* _WORK TASK_
Nothing in the data below may be left out; return all of it exactly.

* _PROVIDED ENTRIES_

▬▬▬

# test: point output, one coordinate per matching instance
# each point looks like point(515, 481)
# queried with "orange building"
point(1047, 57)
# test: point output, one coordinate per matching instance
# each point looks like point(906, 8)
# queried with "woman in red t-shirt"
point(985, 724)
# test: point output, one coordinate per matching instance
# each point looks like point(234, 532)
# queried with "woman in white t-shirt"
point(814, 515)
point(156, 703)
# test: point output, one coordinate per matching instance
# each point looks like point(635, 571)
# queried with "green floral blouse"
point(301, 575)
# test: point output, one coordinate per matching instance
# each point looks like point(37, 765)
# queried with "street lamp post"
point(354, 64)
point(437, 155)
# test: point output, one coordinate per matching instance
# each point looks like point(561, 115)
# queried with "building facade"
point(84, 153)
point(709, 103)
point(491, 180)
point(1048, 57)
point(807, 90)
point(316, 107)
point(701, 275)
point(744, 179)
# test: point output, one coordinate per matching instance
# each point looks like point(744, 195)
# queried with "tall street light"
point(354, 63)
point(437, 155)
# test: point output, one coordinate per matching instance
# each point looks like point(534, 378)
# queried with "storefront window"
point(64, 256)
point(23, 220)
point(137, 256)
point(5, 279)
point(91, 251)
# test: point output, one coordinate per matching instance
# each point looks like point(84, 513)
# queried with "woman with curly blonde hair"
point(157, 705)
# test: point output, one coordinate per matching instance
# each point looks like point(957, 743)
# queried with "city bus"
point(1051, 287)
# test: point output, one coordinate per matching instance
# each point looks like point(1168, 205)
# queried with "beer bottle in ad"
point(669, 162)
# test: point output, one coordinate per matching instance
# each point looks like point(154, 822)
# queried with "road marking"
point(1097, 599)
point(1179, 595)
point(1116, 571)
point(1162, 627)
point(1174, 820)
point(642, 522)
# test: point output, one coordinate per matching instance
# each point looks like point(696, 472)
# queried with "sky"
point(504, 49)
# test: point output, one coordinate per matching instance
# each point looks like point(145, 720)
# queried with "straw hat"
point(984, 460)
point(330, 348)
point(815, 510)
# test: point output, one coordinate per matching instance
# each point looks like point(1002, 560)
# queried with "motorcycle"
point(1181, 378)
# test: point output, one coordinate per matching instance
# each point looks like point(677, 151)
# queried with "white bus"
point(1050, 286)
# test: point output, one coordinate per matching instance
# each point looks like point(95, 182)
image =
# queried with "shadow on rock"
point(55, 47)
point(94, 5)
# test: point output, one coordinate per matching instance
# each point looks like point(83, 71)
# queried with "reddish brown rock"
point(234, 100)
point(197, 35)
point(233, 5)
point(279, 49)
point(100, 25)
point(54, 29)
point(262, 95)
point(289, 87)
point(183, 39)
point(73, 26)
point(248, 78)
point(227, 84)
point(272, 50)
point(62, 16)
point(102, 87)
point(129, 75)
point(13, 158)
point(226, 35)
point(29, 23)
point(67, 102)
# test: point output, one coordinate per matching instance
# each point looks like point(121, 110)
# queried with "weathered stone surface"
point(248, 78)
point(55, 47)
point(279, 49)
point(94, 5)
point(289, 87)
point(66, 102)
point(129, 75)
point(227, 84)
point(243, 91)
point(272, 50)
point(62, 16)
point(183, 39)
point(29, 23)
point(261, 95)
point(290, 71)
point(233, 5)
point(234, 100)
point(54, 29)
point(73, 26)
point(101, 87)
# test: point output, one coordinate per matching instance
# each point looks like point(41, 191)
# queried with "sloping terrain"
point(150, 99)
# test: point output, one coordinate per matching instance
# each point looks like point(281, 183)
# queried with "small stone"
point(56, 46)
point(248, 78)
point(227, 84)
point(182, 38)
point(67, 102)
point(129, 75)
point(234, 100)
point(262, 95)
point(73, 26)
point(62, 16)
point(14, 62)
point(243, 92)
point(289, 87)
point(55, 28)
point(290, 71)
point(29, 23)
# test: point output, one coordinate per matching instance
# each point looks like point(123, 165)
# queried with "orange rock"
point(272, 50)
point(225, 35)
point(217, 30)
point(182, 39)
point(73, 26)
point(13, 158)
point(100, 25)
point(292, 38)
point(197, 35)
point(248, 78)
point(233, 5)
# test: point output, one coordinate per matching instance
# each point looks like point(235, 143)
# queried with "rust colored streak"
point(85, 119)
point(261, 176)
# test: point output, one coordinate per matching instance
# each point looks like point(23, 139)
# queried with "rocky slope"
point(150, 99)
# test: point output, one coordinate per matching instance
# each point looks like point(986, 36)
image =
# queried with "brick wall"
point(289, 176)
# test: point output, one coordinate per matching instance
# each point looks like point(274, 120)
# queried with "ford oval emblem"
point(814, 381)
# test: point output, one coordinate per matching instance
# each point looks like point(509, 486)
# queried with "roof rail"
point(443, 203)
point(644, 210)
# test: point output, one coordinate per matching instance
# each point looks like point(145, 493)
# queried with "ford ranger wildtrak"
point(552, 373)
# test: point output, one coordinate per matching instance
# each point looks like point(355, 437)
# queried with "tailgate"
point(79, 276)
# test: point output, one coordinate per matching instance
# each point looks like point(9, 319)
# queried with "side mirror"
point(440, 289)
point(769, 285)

▬▬▬

* _RESPONSE AREA_
# test: point output, one coordinate per matching instance
# each point looks like point(515, 481)
# queried with "orange building"
point(1047, 57)
# test: point output, one coordinate per matching instance
# each point looks like point(906, 8)
# queried with "woman in red t-shirt"
point(985, 724)
# test: point output, one coordinate per matching instance
# each point looks like point(234, 532)
# queried with "woman in white t-shirt"
point(814, 515)
point(156, 703)
# test: point output, one coordinate per matching instance
# each point looks like point(635, 571)
# queried with "green floral blouse"
point(301, 575)
# test: point output, one coordinate per matching instance
# each point looks like point(37, 765)
# queried with "street lamp post"
point(354, 64)
point(437, 155)
# test: point output, one coordinate per matching instance
# each point looks like point(561, 115)
# queried with "building facade"
point(84, 153)
point(709, 103)
point(491, 180)
point(1048, 57)
point(807, 90)
point(316, 107)
point(701, 275)
point(744, 179)
# test: point output, one coordinate per matching instance
# each point looks like point(744, 195)
# queried with "tall street light"
point(354, 63)
point(437, 155)
# test: point output, one coordinate per matching instance
# each point looks like point(534, 378)
# queried with "storefront window"
point(64, 256)
point(23, 220)
point(137, 256)
point(5, 279)
point(91, 251)
# test: point output, one coordinate per matching instance
# each point looks like point(84, 513)
# queried with "woman with curly blonde hair"
point(157, 705)
# test: point output, one coordinate per matching instance
# each point looks like point(957, 743)
# queried with "city bus"
point(1051, 287)
# test: point output, one coordinate per matching instance
# each point looks like point(1168, 205)
# queried with "beer bottle in ad"
point(669, 162)
# test: point output, one coordinate per matching instance
# each point looks like point(154, 822)
# queried with "road marking"
point(1097, 599)
point(1179, 595)
point(1116, 571)
point(1162, 627)
point(1174, 820)
point(642, 522)
# test: point output, one coordinate per matching instance
# each point looks like point(696, 472)
# queried with "sky"
point(504, 49)
# test: point output, one coordinate per matching instance
# each point looks like point(145, 720)
# queried with "straw hat"
point(984, 460)
point(330, 348)
point(815, 510)
# test: point output, one coordinate per matching instance
# each point looks like point(1002, 560)
# queried with "motorcycle"
point(1181, 378)
# test: point output, one coordinate per matching instance
# each point looks like point(677, 151)
# queried with "white bus"
point(1050, 286)
# test: point output, one coordinate per matching instance
# each point looks like point(95, 182)
image =
# queried with "shadow on rock"
point(55, 47)
point(94, 5)
# test: point output, one coordinate per matching instance
# each point looks like point(83, 71)
# queried with "reddish brown rock"
point(234, 100)
point(197, 35)
point(233, 5)
point(279, 49)
point(100, 25)
point(54, 29)
point(262, 95)
point(289, 87)
point(183, 39)
point(73, 26)
point(248, 78)
point(227, 84)
point(272, 50)
point(62, 16)
point(102, 87)
point(129, 75)
point(13, 158)
point(226, 35)
point(29, 23)
point(67, 102)
# test: point output, one coordinate per matching instance
# each point looks like point(121, 110)
# queried with "weathered stone surface"
point(248, 78)
point(55, 47)
point(279, 49)
point(94, 5)
point(289, 87)
point(66, 102)
point(129, 75)
point(227, 84)
point(243, 91)
point(272, 50)
point(62, 16)
point(183, 39)
point(29, 23)
point(261, 95)
point(290, 71)
point(233, 5)
point(234, 100)
point(54, 29)
point(73, 26)
point(101, 87)
# test: point output, one coordinate per matching instance
# each point looks like point(41, 191)
# queried with "sloping terrain"
point(150, 99)
# test: point output, one coordinate per matching instance
# each point looks like point(281, 183)
# queried with "small stone"
point(56, 46)
point(248, 78)
point(227, 84)
point(182, 38)
point(67, 102)
point(129, 75)
point(234, 100)
point(262, 95)
point(73, 26)
point(62, 16)
point(14, 62)
point(243, 92)
point(289, 87)
point(55, 28)
point(290, 71)
point(29, 23)
# test: point output, one coordinate per matching instance
# each point looks like point(123, 165)
# queried with "orange rock"
point(272, 50)
point(225, 35)
point(217, 30)
point(182, 39)
point(73, 26)
point(13, 158)
point(100, 25)
point(292, 38)
point(197, 35)
point(248, 78)
point(233, 5)
# test: point output, one coordinate per matching instance
# each point looks like point(235, 143)
# queried with "rust colored streak"
point(85, 119)
point(261, 176)
# test: point output, one coordinate per matching instance
# each point looks like point(23, 139)
# queried with "rocky slope"
point(150, 99)
# test: point output, one coordinate per matching instance
# each point looks like point(986, 36)
image =
# queried with "brick wall"
point(289, 176)
# test: point output, one coordinate per matching instance
# each point looks like point(274, 120)
# queried with "ford oval emblem"
point(814, 381)
# test: point output, one coordinate per matching instance
# each point looks like point(509, 486)
# queried with "roof rail"
point(443, 203)
point(644, 210)
# test: point output, one coordinate per matching instance
# each point looks like point(145, 493)
# queried with "ford ranger wildtrak"
point(552, 373)
# test: point output, one coordinate per matching instance
# each point looks like point(355, 437)
# queried with "tailgate"
point(79, 276)
# test: point output, one coordinate per matching instance
# each point looks like point(9, 319)
# queried with "side mirror"
point(440, 289)
point(769, 285)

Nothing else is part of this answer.